## Written instruction
Emit the entire listing verbatim.

** start Data for processing **

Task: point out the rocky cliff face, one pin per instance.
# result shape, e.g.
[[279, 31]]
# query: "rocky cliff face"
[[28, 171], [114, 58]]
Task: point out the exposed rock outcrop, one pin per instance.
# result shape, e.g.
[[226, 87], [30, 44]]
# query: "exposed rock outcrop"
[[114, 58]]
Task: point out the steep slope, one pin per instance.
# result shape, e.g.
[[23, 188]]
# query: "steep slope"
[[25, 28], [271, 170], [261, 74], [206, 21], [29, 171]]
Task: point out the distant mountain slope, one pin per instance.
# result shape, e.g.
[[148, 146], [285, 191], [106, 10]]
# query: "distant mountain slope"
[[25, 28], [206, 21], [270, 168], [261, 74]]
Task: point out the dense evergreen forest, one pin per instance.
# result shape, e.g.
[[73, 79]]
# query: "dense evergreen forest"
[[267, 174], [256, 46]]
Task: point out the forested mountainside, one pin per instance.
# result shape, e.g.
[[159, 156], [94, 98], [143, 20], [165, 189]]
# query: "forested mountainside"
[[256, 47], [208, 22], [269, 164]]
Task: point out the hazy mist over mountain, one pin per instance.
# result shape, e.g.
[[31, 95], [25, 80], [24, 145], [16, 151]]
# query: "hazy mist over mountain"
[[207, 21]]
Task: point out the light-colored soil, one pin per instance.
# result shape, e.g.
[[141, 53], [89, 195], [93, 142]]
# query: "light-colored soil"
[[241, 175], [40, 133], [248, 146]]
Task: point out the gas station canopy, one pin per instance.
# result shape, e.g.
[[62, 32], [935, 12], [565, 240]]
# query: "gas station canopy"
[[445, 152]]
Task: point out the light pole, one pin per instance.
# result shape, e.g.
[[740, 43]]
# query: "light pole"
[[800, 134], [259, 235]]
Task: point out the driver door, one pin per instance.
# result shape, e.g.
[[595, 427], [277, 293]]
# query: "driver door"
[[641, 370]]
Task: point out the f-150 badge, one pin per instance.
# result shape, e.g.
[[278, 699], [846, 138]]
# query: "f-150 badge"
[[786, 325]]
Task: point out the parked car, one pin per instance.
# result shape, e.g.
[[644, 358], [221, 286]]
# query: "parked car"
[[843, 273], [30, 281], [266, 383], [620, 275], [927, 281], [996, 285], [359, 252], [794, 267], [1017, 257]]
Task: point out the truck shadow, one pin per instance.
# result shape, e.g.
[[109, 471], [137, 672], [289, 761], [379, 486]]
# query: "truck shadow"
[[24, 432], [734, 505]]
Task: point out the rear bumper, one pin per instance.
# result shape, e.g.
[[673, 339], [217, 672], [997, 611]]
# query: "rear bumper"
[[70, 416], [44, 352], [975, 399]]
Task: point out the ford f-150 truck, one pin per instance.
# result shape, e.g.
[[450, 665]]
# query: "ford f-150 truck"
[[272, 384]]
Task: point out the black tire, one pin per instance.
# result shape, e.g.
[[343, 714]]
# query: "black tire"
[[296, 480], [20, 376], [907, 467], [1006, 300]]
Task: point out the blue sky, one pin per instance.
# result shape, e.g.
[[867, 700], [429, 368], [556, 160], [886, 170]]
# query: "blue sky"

** end Data for processing **

## Response below
Task: point out the rocky cliff face, one pin per instance.
# result shape, e.g.
[[279, 31]]
# query: "rocky cliff face"
[[28, 171], [114, 58]]
Task: point out the exposed rock outcrop, one pin per instance.
# result shape, e.g.
[[226, 87], [30, 44]]
# query: "exposed rock outcrop"
[[114, 58]]
Task: point out the steep slope, one pin per instance.
# result shape, e.g.
[[23, 188]]
# query: "steep slope"
[[25, 28], [271, 170], [261, 74], [206, 21], [29, 171]]
Task: point out the distant mountain slope, one pin per instance.
# result shape, e.g.
[[148, 146], [285, 191], [106, 10]]
# query: "distant mountain slope"
[[25, 28], [206, 21], [270, 168], [261, 74]]
Task: point out the dense evergreen forest, one pin per instance.
# result shape, e.g.
[[73, 79]]
# query: "dense evergreen forest"
[[267, 174], [256, 46]]
Task: point out the forested mountainside, one pin per instance.
# result shape, e.g.
[[159, 156], [94, 98], [143, 20], [165, 189]]
# query: "forested mountainside"
[[256, 47], [208, 22], [269, 164]]
Task: point out the hazy mist over mountain, one pin per instance.
# result shape, e.g.
[[31, 95], [25, 80], [24, 145], [16, 151]]
# query: "hazy mist over mountain"
[[207, 21]]
Task: point out the light-colored soil, one pin per instance.
# result shape, e.g.
[[141, 53], [89, 195], [93, 142]]
# query: "light-colored soil"
[[241, 175], [40, 133], [248, 146]]
Task: point out the gas station canopy, one pin per instance.
# result shape, e.g.
[[62, 32], [935, 12], [565, 240]]
# query: "gas station canopy"
[[445, 152]]
Task: point out the light pole, one pin per instance.
# result shape, e.g.
[[740, 43]]
# query: "light pole"
[[800, 134], [259, 235]]
Task: point out the driver door, one pin per instance.
# result shape, e.g.
[[595, 427], [277, 293]]
# query: "driver door"
[[641, 370]]
Task: point out the f-150 badge, one pin per instance.
# result shape, e.g.
[[278, 699], [846, 138]]
# query: "f-150 badge"
[[786, 325]]
Task: point out the parked car, one pin per instance.
# result shape, e.g.
[[644, 358], [221, 286]]
# query: "parked car"
[[843, 273], [30, 281], [266, 383], [620, 275], [927, 281], [996, 285], [359, 252], [794, 267], [1017, 257]]
Task: point out the truck shadow, one pin per instance.
# result shape, e.g.
[[109, 471], [137, 672], [289, 761], [379, 486]]
# query: "truck shadow"
[[24, 432], [734, 505]]
Task: point out the rear bumper, one pin per instance.
# result shape, e.g.
[[673, 339], [217, 672], [997, 611]]
# query: "rear bumper"
[[70, 416], [44, 352], [975, 399]]
Task: point out the ford f-150 truck, one pin per instance.
# result shape, e.g.
[[450, 665]]
# query: "ford f-150 truck"
[[272, 384]]
Task: point out the black tire, one pin per instance.
# result shape, e.g.
[[343, 714]]
# query: "black tire"
[[296, 480], [20, 376], [907, 467], [1006, 300]]
Task: point out the blue sky, one pin per instance.
# result shape, e.g.
[[867, 700], [429, 368], [556, 160], [886, 170]]
# query: "blue sky"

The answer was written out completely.